> [Problem] Your output must match the data word for word, with every line included.

> [Stored data]

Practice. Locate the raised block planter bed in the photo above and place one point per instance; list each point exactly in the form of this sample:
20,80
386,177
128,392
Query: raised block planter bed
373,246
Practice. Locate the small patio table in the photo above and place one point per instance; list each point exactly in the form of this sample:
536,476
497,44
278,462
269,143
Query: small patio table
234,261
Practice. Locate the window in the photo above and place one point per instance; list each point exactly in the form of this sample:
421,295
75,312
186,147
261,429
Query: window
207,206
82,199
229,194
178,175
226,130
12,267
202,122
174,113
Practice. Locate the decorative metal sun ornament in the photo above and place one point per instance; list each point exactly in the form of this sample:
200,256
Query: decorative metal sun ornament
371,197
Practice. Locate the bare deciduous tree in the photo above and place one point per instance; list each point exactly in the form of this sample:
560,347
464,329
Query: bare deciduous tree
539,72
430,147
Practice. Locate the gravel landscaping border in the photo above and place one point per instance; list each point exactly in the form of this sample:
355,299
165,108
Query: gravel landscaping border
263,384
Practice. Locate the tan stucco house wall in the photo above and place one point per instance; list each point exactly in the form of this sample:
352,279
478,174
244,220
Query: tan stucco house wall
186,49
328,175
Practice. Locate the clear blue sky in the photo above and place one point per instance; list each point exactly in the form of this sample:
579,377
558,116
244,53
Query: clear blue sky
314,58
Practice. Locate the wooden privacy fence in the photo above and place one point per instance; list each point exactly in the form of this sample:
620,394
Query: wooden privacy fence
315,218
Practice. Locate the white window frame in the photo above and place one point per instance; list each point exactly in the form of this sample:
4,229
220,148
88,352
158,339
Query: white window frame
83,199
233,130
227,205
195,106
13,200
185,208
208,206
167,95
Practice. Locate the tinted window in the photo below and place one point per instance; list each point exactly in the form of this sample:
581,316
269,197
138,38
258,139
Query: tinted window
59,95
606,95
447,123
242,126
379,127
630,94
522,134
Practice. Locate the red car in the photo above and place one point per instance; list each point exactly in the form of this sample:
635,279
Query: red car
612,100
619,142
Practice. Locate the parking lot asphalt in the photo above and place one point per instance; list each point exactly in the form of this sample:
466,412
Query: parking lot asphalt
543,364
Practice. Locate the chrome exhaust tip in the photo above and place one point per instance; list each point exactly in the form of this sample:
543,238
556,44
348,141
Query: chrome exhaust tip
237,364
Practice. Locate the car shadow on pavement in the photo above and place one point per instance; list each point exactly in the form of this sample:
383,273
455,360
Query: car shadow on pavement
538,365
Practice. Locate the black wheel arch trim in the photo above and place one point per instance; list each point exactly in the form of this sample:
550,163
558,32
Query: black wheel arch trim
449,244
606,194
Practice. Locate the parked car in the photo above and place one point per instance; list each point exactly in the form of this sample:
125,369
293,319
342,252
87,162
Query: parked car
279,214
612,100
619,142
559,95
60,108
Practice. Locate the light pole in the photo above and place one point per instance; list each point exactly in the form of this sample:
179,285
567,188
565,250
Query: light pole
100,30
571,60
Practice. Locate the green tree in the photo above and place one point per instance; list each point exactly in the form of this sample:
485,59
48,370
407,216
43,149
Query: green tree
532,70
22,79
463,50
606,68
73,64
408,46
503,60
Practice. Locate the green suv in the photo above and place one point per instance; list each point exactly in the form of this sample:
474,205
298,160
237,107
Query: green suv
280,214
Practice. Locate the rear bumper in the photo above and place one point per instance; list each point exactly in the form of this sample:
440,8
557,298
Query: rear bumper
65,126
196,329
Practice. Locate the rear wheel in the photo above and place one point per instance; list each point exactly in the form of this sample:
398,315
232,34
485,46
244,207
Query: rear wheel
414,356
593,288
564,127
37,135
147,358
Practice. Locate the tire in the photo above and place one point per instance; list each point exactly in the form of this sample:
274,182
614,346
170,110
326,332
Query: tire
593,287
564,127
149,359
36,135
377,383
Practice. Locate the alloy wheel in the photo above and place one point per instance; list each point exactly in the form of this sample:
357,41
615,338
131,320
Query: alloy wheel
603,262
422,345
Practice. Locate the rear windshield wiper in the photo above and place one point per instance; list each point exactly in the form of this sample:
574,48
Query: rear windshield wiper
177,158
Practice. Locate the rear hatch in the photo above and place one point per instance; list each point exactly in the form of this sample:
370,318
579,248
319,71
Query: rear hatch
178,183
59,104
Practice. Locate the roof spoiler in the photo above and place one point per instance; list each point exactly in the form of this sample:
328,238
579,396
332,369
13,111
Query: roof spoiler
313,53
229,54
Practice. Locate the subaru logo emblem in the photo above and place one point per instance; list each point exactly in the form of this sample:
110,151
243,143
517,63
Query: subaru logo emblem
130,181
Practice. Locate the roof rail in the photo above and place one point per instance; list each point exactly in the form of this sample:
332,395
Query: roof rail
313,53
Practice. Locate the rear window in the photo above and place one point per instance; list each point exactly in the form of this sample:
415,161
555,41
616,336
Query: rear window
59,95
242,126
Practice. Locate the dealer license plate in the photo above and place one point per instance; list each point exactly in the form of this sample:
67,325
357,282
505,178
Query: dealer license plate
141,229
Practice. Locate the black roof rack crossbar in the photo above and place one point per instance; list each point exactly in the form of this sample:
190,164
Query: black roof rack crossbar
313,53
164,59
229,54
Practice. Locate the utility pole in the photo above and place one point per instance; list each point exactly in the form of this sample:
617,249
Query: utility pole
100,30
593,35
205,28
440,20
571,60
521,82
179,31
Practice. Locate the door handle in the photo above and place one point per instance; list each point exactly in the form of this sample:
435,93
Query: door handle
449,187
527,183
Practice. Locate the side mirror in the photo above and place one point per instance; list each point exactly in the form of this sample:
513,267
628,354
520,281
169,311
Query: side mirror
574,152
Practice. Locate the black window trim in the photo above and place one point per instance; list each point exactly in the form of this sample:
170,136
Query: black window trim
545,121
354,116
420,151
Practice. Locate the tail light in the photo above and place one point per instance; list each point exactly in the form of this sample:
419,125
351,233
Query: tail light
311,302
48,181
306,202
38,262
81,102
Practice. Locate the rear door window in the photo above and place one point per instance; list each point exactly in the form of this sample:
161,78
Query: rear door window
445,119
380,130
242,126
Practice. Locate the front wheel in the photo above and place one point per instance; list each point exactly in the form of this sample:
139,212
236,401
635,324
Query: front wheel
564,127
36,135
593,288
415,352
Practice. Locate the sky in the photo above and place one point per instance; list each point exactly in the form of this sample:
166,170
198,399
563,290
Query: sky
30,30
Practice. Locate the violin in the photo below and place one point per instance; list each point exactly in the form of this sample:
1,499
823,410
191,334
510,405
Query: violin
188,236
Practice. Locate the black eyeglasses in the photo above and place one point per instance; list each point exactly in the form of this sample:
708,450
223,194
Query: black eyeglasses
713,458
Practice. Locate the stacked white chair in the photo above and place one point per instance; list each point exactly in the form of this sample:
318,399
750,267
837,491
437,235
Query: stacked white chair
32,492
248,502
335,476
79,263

> [Reply to the exercise]
Practice. Locate the raised block planter bed in the photo above and place one point per instance; list each point exactly in the form of this sample:
20,80
386,177
128,392
Query: raised block planter bed
373,246
Practice. Locate the small patio table in the photo above and place one point per instance; list each point exactly in the form of this sample:
536,476
497,44
278,462
269,143
Query: small patio table
234,261
Practice. Locate the window in the photo above and place one point per instance; list each point exactly in the form of this sample:
421,295
75,312
186,147
261,429
Query: window
207,206
82,199
229,194
178,175
226,130
12,267
202,122
174,113
Practice. Locate the decorative metal sun ornament in the photo above and place one point per instance; list each point exactly in the form of this sample:
200,256
Query: decorative metal sun ornament
371,197
Practice. Locate the bare deciduous tree in the photo above and place one point per instance; list each point exactly in the form of this sample:
560,347
464,329
Query: bare deciduous tree
539,72
430,147
Practice. Locate the gravel landscaping border in the photo above and place one point per instance; list each point exactly in the form of this sample:
355,299
165,108
Query: gravel landscaping border
263,384
Practice. Locate the tan stucco house wall in the photo above and place one point per instance; list each point exactly in the form of this sample:
352,279
478,174
244,220
Query: tan stucco house wall
186,49
328,175
Practice. Locate the clear blue sky in the photo above and place one point per instance; list each point exactly in the form of this sample:
579,377
558,116
244,53
Query: clear blue sky
314,58
Practice. Locate the wooden privacy fence in the photo above and place one point per instance; list each point exactly in the form of this sample:
620,394
Query: wooden privacy fence
315,218
Practice. Locate the white window frame in the photo above and place one point per instance; list each point exactly in the form of this sample:
4,229
220,148
88,352
158,339
Query: white window frame
83,199
233,130
227,205
195,106
13,200
185,208
208,206
167,95
Practice. Locate the tinted window in the photo below and place one point per instance; list each point exactly in the form of this sample:
581,316
269,197
138,38
258,139
Query: tinted window
59,95
606,95
447,123
242,126
379,127
630,94
522,134
Practice. Locate the red car in the photo above and place one point per instance; list each point exactly in the form of this sample:
635,279
Query: red car
612,100
619,142
Practice. Locate the parking lot asphalt in the photo above and place one point per instance; list each point exactly in the form of this sample:
466,412
Query: parking lot asphalt
543,364
Practice. Locate the chrome exhaust tip in the photo above and place one point per instance; list each point exactly in the form of this sample:
543,238
556,44
348,141
Query: chrome exhaust tip
237,364
Practice. Locate the car shadow on pavement in the photo above and place one point per instance; list each point exactly in the form of this sample:
383,273
455,360
Query: car shadow on pavement
538,365
Practice. Locate the black wheel arch trim in the photo above and place one point per instance; list each point exactly in the form of this sample:
550,163
558,32
Query: black wheel arch trim
449,244
606,194
Practice. Locate the parked car in the photo above and place one point per instance; list each point exactly in the form of this sample:
125,369
293,319
342,252
87,162
Query: parked car
279,214
612,100
619,142
559,95
60,108
Practice. Locate the light pole in the photo above and place one point per instance; list each point exactly in the form of this sample:
179,285
567,188
565,250
Query: light pole
100,30
571,60
Practice. Locate the green tree in the photo above and place one point per instance; list each point exactly in the form of this sample:
485,59
48,370
407,216
43,149
Query: green tree
532,70
22,79
463,50
606,68
73,64
408,46
503,60
Practice. Locate the green suv in the photo above and place one point per instance; list each point exactly in the form of this sample:
474,205
298,160
237,107
Query: green suv
280,214
Practice. Locate the rear bumper in the photo above and place one point per instance; list each point exactly in the form of this sample:
440,8
557,298
Query: rear bumper
65,126
196,329
Practice. Locate the rear wheel in the photo above and place one point per instance; list each point exactly in the form of this sample:
398,315
232,34
485,46
244,207
Query: rear wheel
414,356
593,288
564,127
37,135
147,358
Practice. Locate the tire in the photo above and place one point per instance; list each point exactly in the form of this sample:
274,182
614,346
170,110
326,332
Query: tire
593,287
564,127
149,359
36,135
377,383
Practice. Locate the alloy wheel in the photo above and place one point per instance; list each point exactly in the form of this sample:
357,41
615,338
131,320
Query: alloy wheel
603,262
422,345
Practice. Locate the rear windshield wiper in the photo above and place one point per instance; list each point exactly in the form of this sample:
574,48
Query: rear windshield wiper
177,158
Practice. Locate the rear hatch in the photo above and place one point per instance; list each point exactly in the form of this sample:
370,318
579,248
319,71
Query: rear hatch
178,183
59,104
Practice. Locate the roof spoiler in the photo above and place one point per instance; list each point exactly in the form of this sample:
328,238
579,396
332,369
13,111
Query: roof spoiler
313,53
229,54
Practice. Locate the subaru logo emblem in the photo above and place one point per instance; list each point exactly in the form of this sample:
110,151
243,143
517,63
Query: subaru logo emblem
130,181
Practice. Locate the roof rail in the photo above and place one point per instance; list each point exactly in the form of this sample:
332,395
Query: roof rail
313,53
Practice. Locate the rear window in the photo above and place one point per instance; list each point exactly in the form of this sample:
415,161
555,41
616,336
Query: rear window
59,95
242,126
Practice. Locate the dealer license plate in the photo above and place one point per instance; list each point exactly in the form of this sample:
67,325
357,282
505,178
Query: dealer license plate
141,229
Practice. Locate the black roof rack crossbar in the photo above and place one point per instance; list each point exactly in the form of this sample:
190,164
Query: black roof rack crossbar
313,53
164,59
229,54
Practice. Locate the utility pole in the photo above and place one point per instance; list each point exactly in the form of this sample:
617,249
Query: utility pole
100,30
593,35
205,28
440,20
571,60
521,82
179,31
Practice. Locate the door handle in the photo above and place one point per instance; list each point exactly in the form of this sample:
435,93
Query: door handle
449,187
527,183
Practice. Locate the side mirror in the photo above and place one point per instance; list each point exactly in the form of this sample:
513,267
628,354
520,281
169,311
Query: side mirror
574,152
Practice. Locate the black window trim in the photo above and place one point per instance; list each point exactly in the form of this sample:
170,136
Query: black window trim
545,121
354,116
420,151
Practice. Locate the tail light in the photo above and place one point per instance; list each point exactly in the form of this sample:
419,125
351,233
Query: tail light
311,302
48,181
306,202
38,262
81,102
Practice. Locate the rear door window in the photo above and place one point per instance; list each point exactly in the form of this sample:
161,78
Query: rear door window
445,119
380,130
242,126
Practice. Locate the front wheel in the photo above and place one point per instance; list each point exactly in the form of this sample:
139,212
236,401
635,324
Query: front wheel
564,127
36,135
593,288
415,352
Practice. Locate the sky in the photo above and place one point per instance; list each point exactly in the form of this sample:
166,170
198,399
563,290
Query: sky
30,30
Practice. Locate the violin in the photo below and place one point per instance; list each point exactly in the form of this sample:
1,499
823,410
191,334
510,405
Query: violin
188,236
Practice. Locate the black eyeglasses in the photo above and place one point per instance; list each point exactly in the form of this sample:
708,450
223,194
Query: black eyeglasses
713,458
Practice. Locate the stacked white chair in the photo above and place one point per instance; list each point exactly in the form of this sample:
318,399
750,267
837,491
437,235
Query: stacked white chair
32,492
248,502
335,476
79,263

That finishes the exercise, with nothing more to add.